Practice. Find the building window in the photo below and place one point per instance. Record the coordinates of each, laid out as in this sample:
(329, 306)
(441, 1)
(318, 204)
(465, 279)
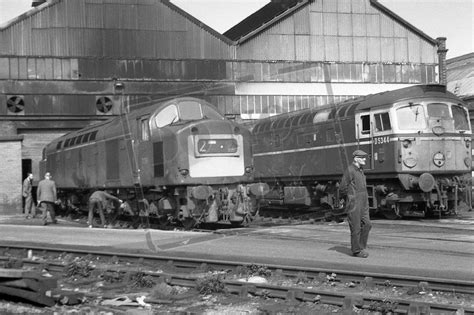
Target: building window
(15, 104)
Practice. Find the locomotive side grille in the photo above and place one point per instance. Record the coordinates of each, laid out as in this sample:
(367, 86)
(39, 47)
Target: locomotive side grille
(112, 156)
(158, 159)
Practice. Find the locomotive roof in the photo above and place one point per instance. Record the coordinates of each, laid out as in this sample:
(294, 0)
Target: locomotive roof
(349, 107)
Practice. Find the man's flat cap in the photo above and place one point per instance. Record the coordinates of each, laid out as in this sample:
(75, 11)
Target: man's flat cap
(359, 153)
= = = = =
Write out the records above exactly. Pictures do not belong in the copy.

Practice. Find the building window in the photo below and place one point per instance. Record the coordinates of each, laid out as in this sample:
(329, 306)
(441, 1)
(318, 204)
(465, 279)
Target: building window
(15, 104)
Practice. Find the locomotive side grille in the photo above and place one point per instance. Record the coordinates of each, laid out as in this sample:
(367, 86)
(39, 47)
Target: locomotive side grille
(112, 156)
(158, 159)
Practice. Find the locomotive roof in the photo above and place one point per instance. Record the coordinates of each, laid out as in this sample:
(294, 0)
Target: locomotive roof
(349, 107)
Practice. Find the man's flat cap in the photo above and place one point per instance. Record the coordinates of each, laid out as in this sample:
(75, 11)
Target: man's flat cap
(359, 153)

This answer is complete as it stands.